• _EXCERPTED PASSAGE_:
Captain Video: Master of the Stratosphere (1951)

A 15-chapter space cadet adventure serial that’s every bit as juvenile as I hoped. It’s the sensitive story of two men with terrible headgear who fight over the fate of the world.

On one side is evil dictator Vultura from the planet Atoma. He’s played by Gene Roth, veteran of a pile of old Three Stooges shorts, who makes no effort to portray Vultura as otherworldly or regal in the slightest. Vultura is just a fat guy in an Attila the Hun headdress and you better not get in his way or he’ll blow you up. Or at least he’ll TRY to blow you up. He’s not very good at it. Everybody always gets away.

On the other side is Captain Video, our government agent hero. The motorcycle helmet he wears throughout the entire saga is awful, but it has more personality than he does. That’s normal though for vintage serials, where the hero only has to hold our attention for about fifteen minutes at a time. Captain Video totes around a barely adequate sidekick (the Video Ranger) along with a few crazy “electric guns”. He also jets off to faraway planets and then back to Earth as simply as me riding my bike to the 7-11 down the street.

The most notable thing here is that this is the first and only theatrical serial to be based on a television series, Captain Video and His Video Rangers which aired from 1949 to 1955, live and legendarily low-budget in crude kinescope.

• _WORK TASK_:
Answer these questions from the Captain Video review:
1. How many chapters does the serial have?
2. Who plays Vultura?
3. Between which years did the television series Captain Video and His Video Rangers air?

[Recorded data]
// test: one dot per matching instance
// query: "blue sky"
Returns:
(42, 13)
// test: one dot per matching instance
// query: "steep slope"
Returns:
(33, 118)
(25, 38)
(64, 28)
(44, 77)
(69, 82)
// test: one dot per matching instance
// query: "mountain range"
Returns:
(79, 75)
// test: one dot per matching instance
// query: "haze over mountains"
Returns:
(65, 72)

* * *

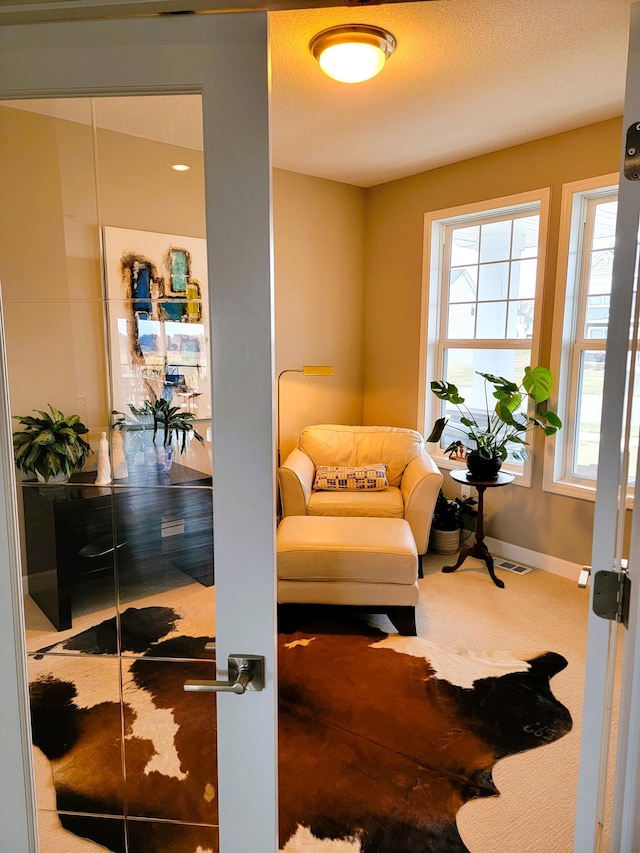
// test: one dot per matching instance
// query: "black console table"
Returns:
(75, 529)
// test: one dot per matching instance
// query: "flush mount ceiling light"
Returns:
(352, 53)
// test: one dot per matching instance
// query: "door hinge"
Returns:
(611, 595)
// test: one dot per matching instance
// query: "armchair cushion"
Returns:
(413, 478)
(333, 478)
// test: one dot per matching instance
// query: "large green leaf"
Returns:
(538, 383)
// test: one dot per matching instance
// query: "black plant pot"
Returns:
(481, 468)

==

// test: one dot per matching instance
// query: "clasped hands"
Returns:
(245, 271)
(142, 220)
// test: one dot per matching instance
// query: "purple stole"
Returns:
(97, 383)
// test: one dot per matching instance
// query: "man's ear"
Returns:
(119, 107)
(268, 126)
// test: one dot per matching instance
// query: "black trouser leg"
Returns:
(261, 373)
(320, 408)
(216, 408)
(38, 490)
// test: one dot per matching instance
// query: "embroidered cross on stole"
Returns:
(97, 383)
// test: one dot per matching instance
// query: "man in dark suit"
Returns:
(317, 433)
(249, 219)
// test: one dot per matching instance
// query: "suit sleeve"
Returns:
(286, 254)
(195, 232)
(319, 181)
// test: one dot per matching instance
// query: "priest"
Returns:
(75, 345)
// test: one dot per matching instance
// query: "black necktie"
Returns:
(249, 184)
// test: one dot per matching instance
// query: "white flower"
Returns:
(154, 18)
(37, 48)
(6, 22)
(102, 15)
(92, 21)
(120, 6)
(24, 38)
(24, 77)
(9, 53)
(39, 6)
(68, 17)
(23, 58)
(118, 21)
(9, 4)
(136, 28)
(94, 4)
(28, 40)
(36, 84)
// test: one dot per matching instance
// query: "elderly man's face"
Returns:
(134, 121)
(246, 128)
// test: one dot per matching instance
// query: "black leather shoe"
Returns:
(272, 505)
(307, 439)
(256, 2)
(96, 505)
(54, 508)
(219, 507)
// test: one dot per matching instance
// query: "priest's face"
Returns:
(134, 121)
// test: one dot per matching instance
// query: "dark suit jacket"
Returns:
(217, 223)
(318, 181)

• _EXERCISE ANSWER_:
1. 15 chapters
2. Gene Roth
3. 1949 to 1955